■ Short task 1
According to the Woodsburner reviews, what farmhand appears among the Concord residents whose viewpoints the novel follows?

■ Passage provided
──────────────────────────────
In Woodsburner, John Pipkin's lyrical debut novel, Pipkin re-creates
the events of that day from the perspective of Thoreau and several
other Concord residents — an opium-addicted preacher, a pompous
bookseller and, in some of the novel's most flat-out beautiful
passages, a love-starved Norwegian farmhand — who will see their
lives irrevocably changed by the fire.
Pipkin's characters are full of convincing contradictions: His
Thoreau, for example, spends the day vacillating between guilt over
the accident and defiantly rationalizing his incautious actions. The
author has some thoughtful things to say about the notion of
American freedom, and the conflagration that serves as Woodsburner's
central metaphor allows him to say them in language that is at once
vividly precise and richly allusive.
Christian Science Monitor – May 25, 2009
John Pipkin has had the great good sense to turn this somehow
little-known event into a novel, Woodsburner, that manages to be
both philosophical and a rollicking good read... “Woodsburner” is
Pipkin’s first novel, but, with its complex structure and top-notch
prose, there’s not a page that reads like the work of a novice...
-- Yvonne Zipp
San Francisco Chronicle - May 23, 2009
...John Pipkin's excellent debut novel... One of the most enjoyable
aspects of "Woodsburner" is Pipkin's language. It is precise and
period-worthy, quite delicious... "Woodsburner" doesn't read like
debut fiction. It is a mature historical work by a writer who
happened upon a small footnote in American history and fanned a
flicker into an imaginative, complex novel that humanizes an
American icon.
──────────────────────────────
■ Dataset entries
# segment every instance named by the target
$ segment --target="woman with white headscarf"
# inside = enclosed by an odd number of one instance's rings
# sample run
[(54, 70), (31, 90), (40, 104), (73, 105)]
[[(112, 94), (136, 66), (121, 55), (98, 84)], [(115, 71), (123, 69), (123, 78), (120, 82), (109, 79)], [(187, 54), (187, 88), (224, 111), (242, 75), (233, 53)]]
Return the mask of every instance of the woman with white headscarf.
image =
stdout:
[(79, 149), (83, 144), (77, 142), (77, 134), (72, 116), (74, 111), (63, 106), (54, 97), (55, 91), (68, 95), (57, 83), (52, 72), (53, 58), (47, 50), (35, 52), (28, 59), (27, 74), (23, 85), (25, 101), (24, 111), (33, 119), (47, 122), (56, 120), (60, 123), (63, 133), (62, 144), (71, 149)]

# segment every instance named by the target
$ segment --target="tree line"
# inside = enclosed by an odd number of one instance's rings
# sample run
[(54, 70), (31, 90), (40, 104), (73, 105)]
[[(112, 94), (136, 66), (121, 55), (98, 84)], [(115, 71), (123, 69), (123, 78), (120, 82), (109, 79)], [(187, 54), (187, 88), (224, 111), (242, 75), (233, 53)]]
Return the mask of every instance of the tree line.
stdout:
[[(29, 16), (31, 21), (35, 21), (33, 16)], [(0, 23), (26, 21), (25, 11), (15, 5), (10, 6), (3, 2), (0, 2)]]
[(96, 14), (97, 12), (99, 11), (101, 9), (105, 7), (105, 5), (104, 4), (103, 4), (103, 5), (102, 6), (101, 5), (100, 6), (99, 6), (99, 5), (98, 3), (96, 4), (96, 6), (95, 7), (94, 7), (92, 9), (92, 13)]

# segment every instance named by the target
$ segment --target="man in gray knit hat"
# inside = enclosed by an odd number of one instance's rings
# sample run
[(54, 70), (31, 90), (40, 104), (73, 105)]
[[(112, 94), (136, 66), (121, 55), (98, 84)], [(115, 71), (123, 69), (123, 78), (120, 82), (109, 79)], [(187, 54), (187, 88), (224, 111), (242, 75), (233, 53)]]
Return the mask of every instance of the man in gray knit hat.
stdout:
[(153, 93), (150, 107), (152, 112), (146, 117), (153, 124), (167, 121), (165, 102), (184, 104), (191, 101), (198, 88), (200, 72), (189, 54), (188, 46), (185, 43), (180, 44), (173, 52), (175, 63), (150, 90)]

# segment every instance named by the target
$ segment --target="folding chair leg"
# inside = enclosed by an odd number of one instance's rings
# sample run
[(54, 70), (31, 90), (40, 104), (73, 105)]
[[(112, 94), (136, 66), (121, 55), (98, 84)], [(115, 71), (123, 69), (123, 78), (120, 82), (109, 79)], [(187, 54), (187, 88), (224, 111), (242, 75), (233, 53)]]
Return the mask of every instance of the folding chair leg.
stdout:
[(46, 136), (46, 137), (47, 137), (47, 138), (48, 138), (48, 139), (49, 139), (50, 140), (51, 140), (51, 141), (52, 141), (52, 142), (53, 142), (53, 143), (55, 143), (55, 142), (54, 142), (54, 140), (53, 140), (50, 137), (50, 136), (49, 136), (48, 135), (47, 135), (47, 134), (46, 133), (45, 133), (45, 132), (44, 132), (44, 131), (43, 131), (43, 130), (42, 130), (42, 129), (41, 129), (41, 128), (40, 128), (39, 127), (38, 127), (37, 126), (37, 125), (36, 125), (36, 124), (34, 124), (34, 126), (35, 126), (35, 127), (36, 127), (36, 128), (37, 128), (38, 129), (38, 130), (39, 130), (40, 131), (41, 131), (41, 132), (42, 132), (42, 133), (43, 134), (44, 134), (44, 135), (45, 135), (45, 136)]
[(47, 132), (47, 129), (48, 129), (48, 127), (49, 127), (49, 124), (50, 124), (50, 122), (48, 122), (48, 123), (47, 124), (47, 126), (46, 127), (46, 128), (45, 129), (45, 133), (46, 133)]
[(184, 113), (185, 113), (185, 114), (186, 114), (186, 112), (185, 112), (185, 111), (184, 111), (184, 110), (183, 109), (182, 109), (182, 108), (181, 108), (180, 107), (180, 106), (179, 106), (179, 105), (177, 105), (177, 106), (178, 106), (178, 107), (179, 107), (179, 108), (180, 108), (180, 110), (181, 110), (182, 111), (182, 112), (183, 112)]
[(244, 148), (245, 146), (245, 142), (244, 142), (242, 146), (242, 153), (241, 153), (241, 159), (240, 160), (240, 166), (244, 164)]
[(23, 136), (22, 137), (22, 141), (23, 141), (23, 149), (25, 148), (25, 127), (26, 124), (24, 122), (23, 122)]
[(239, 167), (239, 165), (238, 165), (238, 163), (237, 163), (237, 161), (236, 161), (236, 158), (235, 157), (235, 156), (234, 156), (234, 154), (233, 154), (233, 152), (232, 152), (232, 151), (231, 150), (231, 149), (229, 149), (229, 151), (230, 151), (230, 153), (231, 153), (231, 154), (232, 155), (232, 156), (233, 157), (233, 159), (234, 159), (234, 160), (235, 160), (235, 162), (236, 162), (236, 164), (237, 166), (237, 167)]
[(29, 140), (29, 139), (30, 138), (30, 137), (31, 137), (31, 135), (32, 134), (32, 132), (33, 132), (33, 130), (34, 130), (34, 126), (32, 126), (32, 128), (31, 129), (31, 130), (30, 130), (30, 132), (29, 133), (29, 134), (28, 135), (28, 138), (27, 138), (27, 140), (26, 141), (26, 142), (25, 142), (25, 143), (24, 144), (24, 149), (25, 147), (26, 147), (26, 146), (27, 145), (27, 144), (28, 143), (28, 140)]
──────────────────────────────
■ Short task 2
Give the rows as a numbered list, from their first line through the line containing "144), (71, 149)]", with blank lines left out.

■ Full output 1
A love-starved Norwegian farmhand.

■ Full output 2
1. # segment every instance named by the target
2. $ segment --target="woman with white headscarf"
3. # inside = enclosed by an odd number of one instance's rings
4. # sample run
5. [(54, 70), (31, 90), (40, 104), (73, 105)]
6. [[(112, 94), (136, 66), (121, 55), (98, 84)], [(115, 71), (123, 69), (123, 78), (120, 82), (109, 79)], [(187, 54), (187, 88), (224, 111), (242, 75), (233, 53)]]
7. Return the mask of every instance of the woman with white headscarf.
8. image =
9. stdout:
10. [(79, 149), (83, 144), (77, 142), (77, 134), (72, 116), (74, 111), (63, 106), (54, 97), (55, 91), (68, 95), (57, 83), (52, 72), (53, 58), (47, 50), (35, 52), (28, 59), (27, 74), (23, 85), (25, 101), (24, 111), (33, 119), (47, 122), (56, 120), (60, 123), (63, 133), (62, 144), (71, 149)]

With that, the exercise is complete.